⟨

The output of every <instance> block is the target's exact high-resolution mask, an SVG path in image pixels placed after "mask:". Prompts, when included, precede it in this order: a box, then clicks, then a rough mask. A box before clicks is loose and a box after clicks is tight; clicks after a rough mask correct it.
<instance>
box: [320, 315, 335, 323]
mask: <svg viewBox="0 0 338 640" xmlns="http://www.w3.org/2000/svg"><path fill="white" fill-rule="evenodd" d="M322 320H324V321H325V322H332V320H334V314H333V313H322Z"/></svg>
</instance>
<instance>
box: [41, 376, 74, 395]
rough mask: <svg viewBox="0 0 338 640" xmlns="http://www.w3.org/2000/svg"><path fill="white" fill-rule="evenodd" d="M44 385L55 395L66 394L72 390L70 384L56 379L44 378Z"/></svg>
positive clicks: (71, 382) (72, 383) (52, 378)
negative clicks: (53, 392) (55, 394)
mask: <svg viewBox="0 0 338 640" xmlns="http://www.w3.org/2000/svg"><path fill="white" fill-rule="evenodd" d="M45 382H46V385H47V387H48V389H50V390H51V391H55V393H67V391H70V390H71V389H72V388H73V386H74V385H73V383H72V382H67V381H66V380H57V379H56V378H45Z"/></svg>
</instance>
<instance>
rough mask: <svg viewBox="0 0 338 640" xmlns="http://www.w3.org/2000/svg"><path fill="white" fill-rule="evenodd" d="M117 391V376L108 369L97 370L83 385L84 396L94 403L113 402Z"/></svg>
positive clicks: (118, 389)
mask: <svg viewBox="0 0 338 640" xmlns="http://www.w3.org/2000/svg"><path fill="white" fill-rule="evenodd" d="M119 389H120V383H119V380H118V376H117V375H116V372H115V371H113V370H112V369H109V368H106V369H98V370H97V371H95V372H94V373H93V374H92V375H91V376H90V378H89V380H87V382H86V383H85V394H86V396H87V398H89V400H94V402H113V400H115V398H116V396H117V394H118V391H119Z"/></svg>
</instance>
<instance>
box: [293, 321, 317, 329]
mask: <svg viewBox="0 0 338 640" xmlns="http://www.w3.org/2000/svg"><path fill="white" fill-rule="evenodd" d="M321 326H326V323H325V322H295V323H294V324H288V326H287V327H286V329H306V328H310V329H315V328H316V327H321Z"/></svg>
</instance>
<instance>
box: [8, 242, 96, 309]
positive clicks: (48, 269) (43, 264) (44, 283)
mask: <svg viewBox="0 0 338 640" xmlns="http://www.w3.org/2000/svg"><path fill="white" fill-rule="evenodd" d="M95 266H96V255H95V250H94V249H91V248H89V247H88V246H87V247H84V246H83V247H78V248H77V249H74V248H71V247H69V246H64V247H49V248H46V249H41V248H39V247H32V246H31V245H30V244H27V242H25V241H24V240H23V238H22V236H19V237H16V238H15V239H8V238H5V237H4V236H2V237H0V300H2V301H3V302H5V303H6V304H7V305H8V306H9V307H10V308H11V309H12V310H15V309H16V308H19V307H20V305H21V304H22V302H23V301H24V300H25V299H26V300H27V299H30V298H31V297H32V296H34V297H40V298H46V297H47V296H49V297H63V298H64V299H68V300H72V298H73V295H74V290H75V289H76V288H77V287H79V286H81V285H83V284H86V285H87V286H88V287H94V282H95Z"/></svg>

⟩

■ WHAT TO PRODUCE:
Convert everything from the line containing "negative clicks: (53, 392) (55, 394)" down to the end of the rows, both ends included, into a Markdown table with an Index column numbering each line and a Content column holding the line itself. Leave out blank lines.

■ TASK ANSWER:
| Index | Content |
|---|---|
| 1 | negative clicks: (53, 392) (55, 394) |
| 2 | mask: <svg viewBox="0 0 338 640" xmlns="http://www.w3.org/2000/svg"><path fill="white" fill-rule="evenodd" d="M45 382H46V385H47V387H48V389H50V390H51V391H55V393H67V391H70V390H71V389H72V388H73V386H74V385H73V383H72V382H67V381H66V380H57V379H56V378H45Z"/></svg> |
| 3 | </instance> |
| 4 | <instance> |
| 5 | rough mask: <svg viewBox="0 0 338 640" xmlns="http://www.w3.org/2000/svg"><path fill="white" fill-rule="evenodd" d="M117 391V376L108 369L97 370L83 385L84 396L94 403L113 402Z"/></svg> |
| 6 | positive clicks: (118, 389) |
| 7 | mask: <svg viewBox="0 0 338 640" xmlns="http://www.w3.org/2000/svg"><path fill="white" fill-rule="evenodd" d="M119 389H120V383H119V380H118V376H117V375H116V372H115V371H113V370H112V369H109V368H106V369H98V370H97V371H95V372H94V373H93V374H92V375H91V376H90V378H89V380H87V382H86V383H85V394H86V396H87V398H89V400H94V402H113V400H115V398H116V396H117V394H118V391H119Z"/></svg> |
| 8 | </instance> |
| 9 | <instance> |
| 10 | box: [293, 321, 317, 329] |
| 11 | mask: <svg viewBox="0 0 338 640" xmlns="http://www.w3.org/2000/svg"><path fill="white" fill-rule="evenodd" d="M321 326H326V323H325V322H295V323H294V324H288V326H287V327H286V329H306V328H310V329H315V328H316V327H321Z"/></svg> |
| 12 | </instance> |
| 13 | <instance> |
| 14 | box: [8, 242, 96, 309] |
| 15 | positive clicks: (48, 269) (43, 264) (44, 283) |
| 16 | mask: <svg viewBox="0 0 338 640" xmlns="http://www.w3.org/2000/svg"><path fill="white" fill-rule="evenodd" d="M95 266H96V255H95V250H94V249H91V248H89V247H88V246H87V247H84V246H83V247H78V248H77V249H74V248H71V247H69V246H64V247H49V248H46V249H41V248H39V247H32V246H31V245H30V244H27V242H25V241H24V240H23V238H22V236H19V237H16V238H15V239H8V238H5V237H4V236H2V237H0V300H2V301H3V302H5V303H6V304H7V305H8V306H9V307H10V308H11V309H12V310H15V309H16V308H19V307H20V305H21V304H22V302H23V301H24V300H25V299H26V300H27V299H30V298H31V297H32V296H34V297H40V298H46V297H47V296H49V297H63V298H64V299H68V300H72V298H73V295H74V290H75V289H76V288H77V287H79V286H81V285H83V284H86V285H87V286H88V287H94V282H95Z"/></svg> |